Please present the stretch from the first line through the line that contains "box: [257, 50, 278, 451]" as a numbered list, with blank lines and pictures left out.

### Input
----
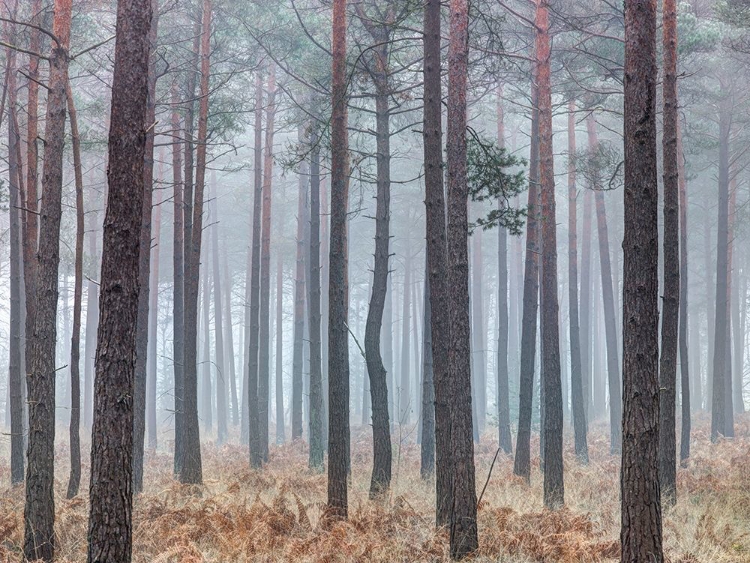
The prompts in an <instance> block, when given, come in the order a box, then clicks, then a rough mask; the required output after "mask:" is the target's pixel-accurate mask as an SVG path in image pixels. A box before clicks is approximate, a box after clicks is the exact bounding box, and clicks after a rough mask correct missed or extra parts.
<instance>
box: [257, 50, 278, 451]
mask: <svg viewBox="0 0 750 563" xmlns="http://www.w3.org/2000/svg"><path fill="white" fill-rule="evenodd" d="M275 97H276V66H275V65H274V64H271V65H270V68H269V76H268V103H267V105H266V138H265V147H264V153H263V212H262V217H261V236H260V245H261V250H260V332H259V333H258V334H259V336H258V339H259V346H260V348H259V357H258V377H259V379H258V421H259V432H260V451H261V455H262V458H263V462H267V461H268V402H269V384H270V379H271V359H270V350H271V334H270V330H271V311H270V305H271V187H272V181H273V134H274V131H273V127H274V116H275V113H276V107H275V105H274V99H275Z"/></svg>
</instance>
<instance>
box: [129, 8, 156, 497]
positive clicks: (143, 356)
mask: <svg viewBox="0 0 750 563" xmlns="http://www.w3.org/2000/svg"><path fill="white" fill-rule="evenodd" d="M151 9H152V13H153V14H154V15H153V16H152V18H151V29H150V32H149V41H150V42H151V50H152V51H153V50H155V49H156V36H157V31H158V29H157V28H158V23H159V17H158V13H159V6H158V3H157V0H152V2H151ZM155 65H156V61H155V60H153V59H152V60H151V61H150V63H149V65H148V101H147V107H146V155H145V159H146V162H145V164H144V167H143V173H144V175H145V176H144V182H143V186H144V188H143V189H145V190H146V193H145V194H144V196H143V223H142V225H141V245H140V249H141V250H140V252H141V259H140V262H139V265H138V268H139V276H140V278H139V282H138V284H139V285H140V287H141V292H140V294H139V297H138V299H139V302H138V321H137V324H138V327H137V337H136V338H137V345H136V346H137V354H136V359H135V395H134V396H133V410H134V411H135V414H134V418H133V492H134V493H140V492H141V491H142V490H143V446H144V439H145V435H146V379H147V371H148V358H147V354H148V326H149V322H148V317H149V315H148V307H149V301H150V300H149V291H150V287H149V278H150V277H151V276H150V274H151V219H152V215H153V197H154V136H155V133H154V127H152V126H151V124H152V123H154V121H155V119H156V66H155Z"/></svg>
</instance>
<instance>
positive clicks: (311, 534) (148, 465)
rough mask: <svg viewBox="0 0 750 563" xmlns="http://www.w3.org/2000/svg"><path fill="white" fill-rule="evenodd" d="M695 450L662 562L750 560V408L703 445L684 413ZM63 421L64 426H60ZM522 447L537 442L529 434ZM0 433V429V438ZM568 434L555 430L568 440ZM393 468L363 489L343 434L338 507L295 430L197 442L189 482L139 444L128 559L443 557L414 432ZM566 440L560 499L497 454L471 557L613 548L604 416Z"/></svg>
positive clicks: (358, 446) (137, 560) (443, 535)
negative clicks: (348, 478)
mask: <svg viewBox="0 0 750 563" xmlns="http://www.w3.org/2000/svg"><path fill="white" fill-rule="evenodd" d="M694 425H695V426H696V427H697V428H696V430H695V431H694V432H693V441H692V457H691V459H690V462H689V463H688V466H687V468H681V469H679V471H678V474H677V480H678V481H677V483H678V503H677V506H676V507H674V508H673V509H670V510H668V511H666V512H665V518H664V542H665V549H666V553H667V556H668V560H669V561H670V563H719V562H735V563H743V562H744V563H750V416H748V415H744V416H743V417H741V418H739V419H738V423H737V425H736V431H737V437H736V438H735V439H733V440H726V441H723V442H721V443H719V444H716V445H712V444H710V442H709V439H708V433H707V428H708V421H707V420H706V418H705V416H703V417H698V419H697V420H696V422H695V424H694ZM61 434H62V432H61ZM535 438H536V440H537V441H536V443H534V444H532V452H538V451H539V445H538V436H536V437H535ZM2 442H5V440H3V441H2ZM2 442H0V453H2V456H1V457H0V483H2V485H1V486H0V562H3V563H4V562H6V561H7V562H11V561H19V559H20V558H19V546H20V545H21V542H22V536H23V490H22V489H21V488H14V489H10V488H8V485H7V483H8V482H9V481H10V470H9V467H8V456H7V444H5V443H2ZM571 442H572V440H566V444H570V443H571ZM394 447H395V451H394V460H393V462H394V467H393V470H394V478H393V487H392V491H391V494H390V495H389V497H388V498H387V500H386V501H385V502H384V503H374V502H371V501H369V500H368V497H367V492H368V486H369V479H370V468H371V465H370V464H371V442H370V433H369V431H368V430H367V429H364V428H361V429H357V430H355V431H354V433H353V435H352V467H353V473H352V475H353V478H352V483H351V487H350V493H349V506H350V511H349V520H348V521H347V522H338V523H335V524H328V525H326V524H325V523H324V521H323V519H322V518H321V516H322V513H323V508H324V506H325V499H326V477H325V475H324V474H323V475H316V474H313V473H311V472H310V471H309V470H308V469H307V450H306V446H305V445H304V444H303V443H294V444H287V445H284V446H279V447H275V446H272V447H271V453H270V461H269V463H268V465H267V466H266V467H265V469H264V470H263V471H251V470H250V469H249V467H248V461H247V453H246V450H245V449H244V448H241V447H239V446H235V445H225V446H222V447H217V446H215V445H213V444H211V443H209V444H206V445H204V447H203V450H202V451H203V475H204V479H205V484H204V486H203V487H200V488H191V487H187V486H183V485H180V484H179V483H177V482H176V481H175V480H174V479H173V476H172V458H171V456H170V455H169V454H168V453H166V452H164V453H163V452H161V451H158V452H151V453H149V454H148V459H147V467H146V470H145V479H146V490H145V492H144V493H143V494H142V495H140V496H139V497H138V498H137V500H136V502H135V508H134V530H135V531H134V547H133V560H134V561H136V562H138V563H146V562H148V563H199V562H211V563H233V562H244V561H258V562H277V561H278V562H281V561H290V562H291V561H294V562H297V561H300V562H308V561H309V562H349V561H352V562H354V561H356V562H359V561H363V562H364V561H369V562H421V561H443V560H447V559H448V557H447V554H448V549H447V546H448V537H447V533H446V532H444V531H441V532H436V531H435V529H434V526H433V522H434V488H433V485H432V484H431V483H427V482H423V481H422V480H421V479H420V477H419V446H417V445H416V444H408V445H404V446H403V447H400V448H399V447H398V445H396V446H394ZM496 447H497V442H496V441H495V440H494V434H490V433H489V431H488V433H487V435H486V437H485V439H483V441H482V442H481V443H480V444H478V445H477V446H476V460H477V462H476V463H477V493H478V494H479V492H480V491H481V490H482V487H483V486H484V484H485V482H486V480H487V476H488V472H489V469H490V466H491V464H492V459H493V457H494V455H495V451H496ZM65 448H66V445H65V444H61V445H59V446H58V450H57V457H58V460H59V461H58V463H57V482H56V498H55V505H56V511H57V523H56V530H57V536H58V540H57V541H58V549H57V552H58V555H59V558H58V561H59V562H60V563H72V562H81V561H85V559H86V532H87V518H88V508H87V505H88V494H87V492H86V491H87V488H86V487H87V486H88V482H87V480H88V472H89V467H88V456H87V455H84V459H85V460H86V463H85V465H84V467H83V475H84V482H83V483H82V488H81V491H82V494H80V495H79V496H78V497H77V498H74V499H72V500H66V499H65V496H64V495H65V487H66V483H67V463H68V462H67V457H68V456H67V452H66V449H65ZM569 449H570V448H568V451H566V459H565V502H566V507H565V508H564V509H562V510H560V511H557V512H549V511H546V510H544V508H543V506H542V477H541V474H540V473H539V471H538V469H536V468H538V465H539V459H538V457H537V458H535V459H534V462H533V463H534V467H535V469H534V471H533V473H532V482H531V486H527V485H526V484H524V482H523V481H521V480H519V479H518V478H517V477H514V476H513V461H512V459H511V458H510V457H507V456H503V455H502V454H501V455H500V456H499V457H498V459H497V462H496V464H495V467H494V469H493V471H492V475H491V478H490V480H489V483H488V486H487V490H486V492H485V495H484V498H483V499H482V501H481V506H480V507H479V543H480V548H479V552H478V554H477V555H476V557H475V558H474V559H473V560H475V561H503V562H507V563H525V562H532V561H539V562H562V563H573V562H576V563H578V562H580V563H587V562H595V561H613V560H616V559H618V557H619V522H620V508H619V458H618V457H612V456H610V455H609V442H608V440H607V438H606V435H605V426H604V425H593V427H592V432H591V434H590V437H589V452H590V456H591V463H590V464H589V465H588V466H585V467H582V466H580V465H579V464H578V463H577V462H576V460H575V457H574V455H573V454H572V452H570V451H569Z"/></svg>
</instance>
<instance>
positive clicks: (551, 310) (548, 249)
mask: <svg viewBox="0 0 750 563" xmlns="http://www.w3.org/2000/svg"><path fill="white" fill-rule="evenodd" d="M535 22H536V30H537V32H536V57H537V63H536V64H537V88H538V104H539V106H538V107H539V179H540V184H541V195H542V197H541V199H542V276H541V301H542V311H541V315H540V322H541V334H542V360H541V364H542V375H541V384H542V388H543V389H544V427H543V428H542V432H543V433H544V452H543V458H544V505H545V506H546V507H547V508H549V509H552V510H555V509H558V508H561V507H562V506H563V504H564V503H565V488H564V484H563V455H562V441H563V440H562V438H563V406H562V401H563V397H562V382H561V381H560V314H559V304H558V298H557V224H556V221H555V220H556V217H555V173H554V153H553V147H552V90H551V86H550V55H551V48H550V37H549V7H548V4H547V0H537V6H536V20H535Z"/></svg>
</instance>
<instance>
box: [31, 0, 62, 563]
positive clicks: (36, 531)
mask: <svg viewBox="0 0 750 563" xmlns="http://www.w3.org/2000/svg"><path fill="white" fill-rule="evenodd" d="M54 11H55V18H54V23H53V29H52V32H53V34H54V35H55V37H57V42H55V43H54V44H53V47H52V52H51V53H50V61H49V80H48V83H47V88H48V94H47V115H46V118H45V133H44V139H45V150H44V165H43V169H42V202H41V207H40V213H39V248H38V251H36V249H35V248H34V249H30V248H28V246H29V245H30V244H32V243H33V242H32V241H34V239H35V237H34V236H33V235H32V236H31V237H29V238H28V239H27V248H26V249H25V250H26V251H27V252H31V254H32V257H31V259H30V260H29V261H28V262H27V265H28V267H30V268H32V270H31V271H32V272H33V275H32V276H31V280H30V281H31V283H27V285H26V294H27V299H26V305H27V315H28V314H29V312H30V311H33V312H32V314H31V320H32V323H33V324H32V326H31V327H28V326H27V331H26V357H27V360H26V370H27V374H26V382H27V389H28V406H29V435H28V447H27V450H26V460H27V466H26V503H25V507H24V544H23V553H24V557H25V558H26V559H28V560H30V561H34V560H36V559H41V560H43V561H51V560H52V559H53V558H54V553H55V531H54V524H55V500H54V458H55V374H56V366H55V344H56V341H57V298H58V291H59V290H58V270H59V263H60V219H61V216H62V181H63V150H64V145H65V117H66V105H67V95H66V85H67V83H68V59H69V54H68V48H69V45H70V22H71V0H55V5H54ZM31 194H32V191H31V190H29V197H31ZM27 215H33V213H27ZM27 221H28V219H27ZM35 223H36V221H34V225H33V226H31V225H29V227H27V230H26V234H27V235H28V234H29V233H30V232H32V231H35V229H36V224H35ZM35 251H36V256H33V254H34V252H35Z"/></svg>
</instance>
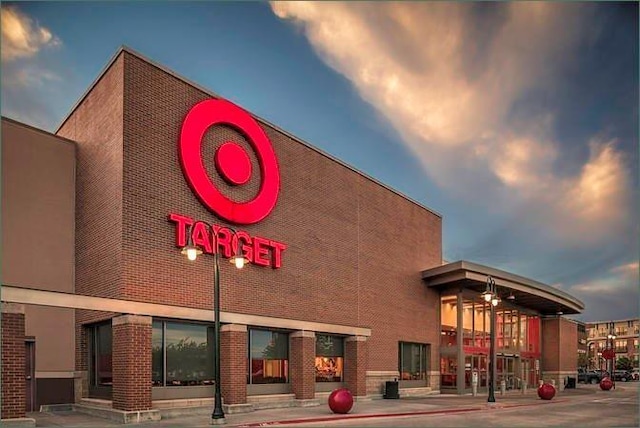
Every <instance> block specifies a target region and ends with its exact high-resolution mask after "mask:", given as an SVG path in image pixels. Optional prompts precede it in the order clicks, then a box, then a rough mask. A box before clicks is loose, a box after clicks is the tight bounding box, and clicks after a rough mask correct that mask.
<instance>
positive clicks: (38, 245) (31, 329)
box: [2, 118, 76, 372]
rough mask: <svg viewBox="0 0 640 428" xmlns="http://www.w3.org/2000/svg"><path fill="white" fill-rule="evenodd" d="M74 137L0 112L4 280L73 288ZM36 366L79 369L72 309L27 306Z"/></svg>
mask: <svg viewBox="0 0 640 428" xmlns="http://www.w3.org/2000/svg"><path fill="white" fill-rule="evenodd" d="M75 150H76V147H75V144H73V143H71V142H69V141H67V140H64V139H61V138H59V137H56V136H54V135H51V134H49V133H46V132H44V131H40V130H37V129H34V128H31V127H28V126H26V125H23V124H20V123H18V122H14V121H12V120H8V119H5V118H3V119H2V283H3V284H5V285H15V286H19V287H25V288H36V289H41V290H53V291H65V292H73V291H74V280H75V279H74V271H75V266H74V263H75V261H74V252H75V250H74V247H75V242H74V236H75V235H74V229H75V220H74V219H75ZM25 315H26V318H25V328H26V334H27V336H35V338H36V371H40V372H41V371H48V372H52V371H73V370H74V364H73V359H74V347H75V341H74V329H73V328H72V327H73V325H74V311H73V310H71V309H56V308H45V307H35V306H30V307H27V308H26V314H25Z"/></svg>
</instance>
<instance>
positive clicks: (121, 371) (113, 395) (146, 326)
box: [112, 323, 151, 410]
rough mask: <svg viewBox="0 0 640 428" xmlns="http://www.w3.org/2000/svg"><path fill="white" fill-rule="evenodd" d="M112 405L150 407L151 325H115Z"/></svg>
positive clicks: (121, 406)
mask: <svg viewBox="0 0 640 428" xmlns="http://www.w3.org/2000/svg"><path fill="white" fill-rule="evenodd" d="M112 364H113V404H112V405H113V408H114V409H119V410H148V409H151V324H119V325H118V324H115V323H114V325H113V360H112Z"/></svg>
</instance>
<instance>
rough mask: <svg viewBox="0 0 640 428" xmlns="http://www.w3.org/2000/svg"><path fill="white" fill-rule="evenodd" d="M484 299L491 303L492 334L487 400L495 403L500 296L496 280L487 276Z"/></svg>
mask: <svg viewBox="0 0 640 428" xmlns="http://www.w3.org/2000/svg"><path fill="white" fill-rule="evenodd" d="M482 297H483V298H484V301H485V302H487V303H490V305H489V307H490V327H489V328H490V330H491V331H490V334H489V397H488V398H487V402H489V403H495V402H496V397H495V385H494V384H495V370H496V310H495V307H496V306H498V303H500V297H498V293H497V292H496V282H495V280H494V279H493V278H492V277H491V276H487V289H486V290H485V291H484V293H482Z"/></svg>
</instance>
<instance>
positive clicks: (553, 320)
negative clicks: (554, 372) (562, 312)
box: [541, 318, 560, 371]
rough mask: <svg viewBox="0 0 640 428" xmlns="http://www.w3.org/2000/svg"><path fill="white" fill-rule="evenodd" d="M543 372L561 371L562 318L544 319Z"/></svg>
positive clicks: (542, 345) (542, 352)
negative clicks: (560, 351) (560, 322)
mask: <svg viewBox="0 0 640 428" xmlns="http://www.w3.org/2000/svg"><path fill="white" fill-rule="evenodd" d="M541 336H542V356H541V357H542V358H541V359H542V361H541V363H542V367H541V369H542V371H558V370H560V356H559V351H560V318H546V319H545V318H543V319H542V334H541Z"/></svg>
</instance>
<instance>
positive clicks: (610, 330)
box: [607, 323, 616, 389]
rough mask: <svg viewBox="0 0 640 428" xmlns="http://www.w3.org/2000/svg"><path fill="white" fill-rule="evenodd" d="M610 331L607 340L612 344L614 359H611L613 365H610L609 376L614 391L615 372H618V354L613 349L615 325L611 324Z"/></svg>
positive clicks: (607, 336) (612, 354) (612, 353)
mask: <svg viewBox="0 0 640 428" xmlns="http://www.w3.org/2000/svg"><path fill="white" fill-rule="evenodd" d="M610 331H611V333H609V334H608V335H607V338H608V339H609V342H610V345H609V349H611V355H612V356H613V357H612V358H611V364H609V366H610V367H611V372H610V373H609V374H610V375H611V382H613V389H616V380H615V374H614V371H615V370H616V354H615V349H614V348H613V341H614V340H616V335H615V334H613V323H611V327H610Z"/></svg>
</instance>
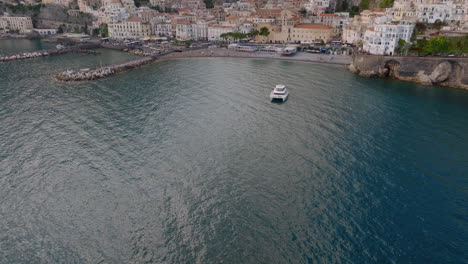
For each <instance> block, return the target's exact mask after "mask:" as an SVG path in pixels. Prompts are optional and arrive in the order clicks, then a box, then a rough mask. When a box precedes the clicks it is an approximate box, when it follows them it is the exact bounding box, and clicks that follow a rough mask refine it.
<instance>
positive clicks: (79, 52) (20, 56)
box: [0, 45, 100, 62]
mask: <svg viewBox="0 0 468 264" xmlns="http://www.w3.org/2000/svg"><path fill="white" fill-rule="evenodd" d="M97 47H99V46H98V45H79V46H73V47H69V48H61V49H49V50H38V51H33V52H23V53H18V54H13V55H7V56H3V57H0V62H10V61H16V60H24V59H32V58H38V57H45V56H54V55H62V54H67V53H80V54H91V55H98V54H100V53H99V52H97V51H92V50H89V49H92V48H97Z"/></svg>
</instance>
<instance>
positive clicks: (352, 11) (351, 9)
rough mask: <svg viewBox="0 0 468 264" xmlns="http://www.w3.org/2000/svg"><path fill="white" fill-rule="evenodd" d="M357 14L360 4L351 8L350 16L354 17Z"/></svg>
mask: <svg viewBox="0 0 468 264" xmlns="http://www.w3.org/2000/svg"><path fill="white" fill-rule="evenodd" d="M357 14H359V6H352V7H351V9H350V10H349V16H350V17H354V16H355V15H357Z"/></svg>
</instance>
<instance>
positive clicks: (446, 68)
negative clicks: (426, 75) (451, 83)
mask: <svg viewBox="0 0 468 264" xmlns="http://www.w3.org/2000/svg"><path fill="white" fill-rule="evenodd" d="M451 72H452V65H451V64H450V63H449V62H447V61H444V62H441V63H439V65H437V67H436V68H435V69H434V70H433V71H432V73H431V75H430V76H429V78H430V79H431V82H432V83H441V82H443V81H445V80H447V78H448V77H449V75H450V73H451Z"/></svg>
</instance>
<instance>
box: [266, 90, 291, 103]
mask: <svg viewBox="0 0 468 264" xmlns="http://www.w3.org/2000/svg"><path fill="white" fill-rule="evenodd" d="M288 96H289V92H287V93H285V94H274V93H273V92H271V94H270V99H271V101H282V102H284V101H286V100H288Z"/></svg>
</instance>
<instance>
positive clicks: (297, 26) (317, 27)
mask: <svg viewBox="0 0 468 264" xmlns="http://www.w3.org/2000/svg"><path fill="white" fill-rule="evenodd" d="M294 28H312V29H333V28H332V27H329V26H325V25H318V24H299V25H295V26H294Z"/></svg>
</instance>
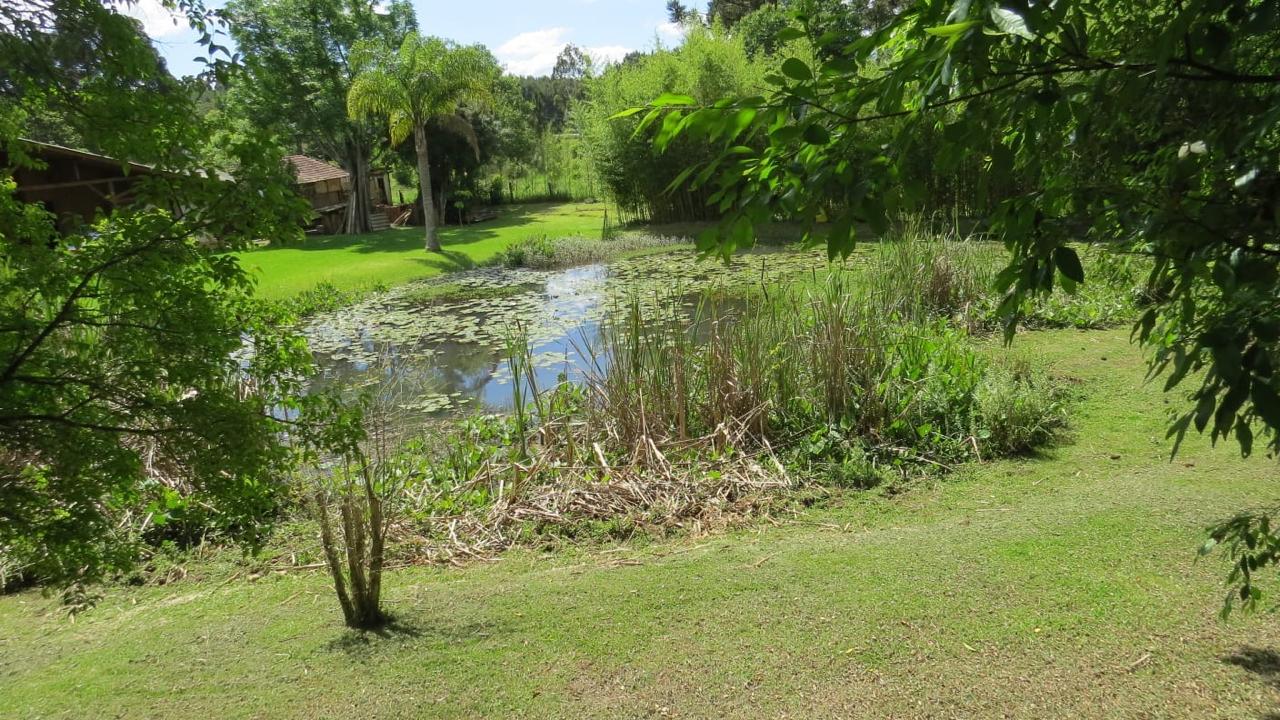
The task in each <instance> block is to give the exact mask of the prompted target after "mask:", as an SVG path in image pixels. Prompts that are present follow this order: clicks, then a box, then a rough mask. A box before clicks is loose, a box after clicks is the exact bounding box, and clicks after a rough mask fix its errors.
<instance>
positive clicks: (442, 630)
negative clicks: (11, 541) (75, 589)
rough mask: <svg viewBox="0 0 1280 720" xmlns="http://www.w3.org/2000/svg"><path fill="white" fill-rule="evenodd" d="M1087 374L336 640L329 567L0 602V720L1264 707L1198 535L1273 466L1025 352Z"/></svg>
----
### Task response
1. The prompts in an <instance> block, when given, come in the order a box, then clicks, then a rough mask; the required output after "mask:" is the target's pixel-accurate mask as an SVG path in image pixels. A box before clicks is approximate, a box after clicks is the exact bounding box, and clicks after a rough mask correct missed or extra parts.
2. <instance>
3. box: [257, 50, 278, 451]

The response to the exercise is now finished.